__Excerpted passage__:
Section 2. Duties of the President. It shall be the duty of the President to preside at all meetings of members and at meetings of the Trustees and of the Executive Committee and, expect as may otherwise be determined by the Trustees, to exercise general supervision over the affairs of the corporation and in general, perform all the duties usually incident to such office or which may be required by the members of the Board of Trustees.

The President may also appoint, from time to time, such special committees from the membership as he may consider necessary or desirable.

Section 3. Duties of the President-Elect. It shall be the duty of the office of President-Elect to be available to fulfill the roles of the office of President in his/her absence. This incumbent shall proceed to the office of President when vacated by current President. Additionally, this position shall typically hold another Executive Committee office, or head an ad hoc committee, in order to be aware and knowledgeable regarding the operational and other affairs of the organization.

Section 4. Vice President – Facilities. It shall be the duty of the Vice President – Facilities to provide leadership in cooperation with the Executive Director in all areas of planning and maintenance of physical facilities.

__Record set__:
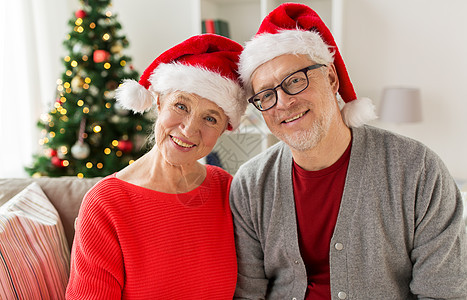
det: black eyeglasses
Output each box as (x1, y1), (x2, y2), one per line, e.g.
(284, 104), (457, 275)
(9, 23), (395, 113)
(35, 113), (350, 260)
(248, 64), (326, 111)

__Aim__: Write the next part of the bylaws excerpt on officers' duties, picking up after its final sentence. The records have no connection to the bylaws excerpt on officers' duties.

__Expected answer__:
Section 5. Vice President – Resident Relations. It shall be the duty of the Vice President – Resident Relations to provide leadership in residential relationships including resident selection, review and internal communications with the Resident Management Councils and responsibility to work with the Executive Director in matters concerning the residents.

Section 6. Vice President – Development. It shall be the duty of the Vice President – Development to provide leadership in all matters of development in cooperation with the Executive Director including community development and relationships with supporting individuals, groups and committees including the Service Board.

Section 7. Vice President – Public Relations It shall be the duty of the Vice President – Public Relations to provide leadership in all matters of public relations in cooperation with the Executive Director to foster board, community and marketplace awareness, acceptance and involvement of the philosophy embodied in the organization’s mission, vision and values.

Section 8. Vice President – Trustee Development It shall be the duty of the Vice President – Trustee Development to provide leadership in all matters of trustee development in cooperation with the Executive Director including orientation and education of trustees as well as targeting individuals in the community who would provide their talents and expertise to Creative Living in a meaningful way.

Section 9. Vice President – Human Resources. It shall be the duty of the Vice President, Human Resources, in cooperation with the Executive Director, to oversee the resolution of human resource related issues/concerns and the implementation and maintenance of human resource policies and procedures and related organizational documents.

Section 10. Duties of the Secretary. It shall be the duty of the secretary to keep an accurate record of the acts and proceedings of the members, Trustees, and the Executive Committee and in general to perform all the duties usually incident to such office or which may be required by the members or Trustees and, on the expiration of his term of office, to deliver all books, paper and property of the corporation in his hands to his successor or to the President.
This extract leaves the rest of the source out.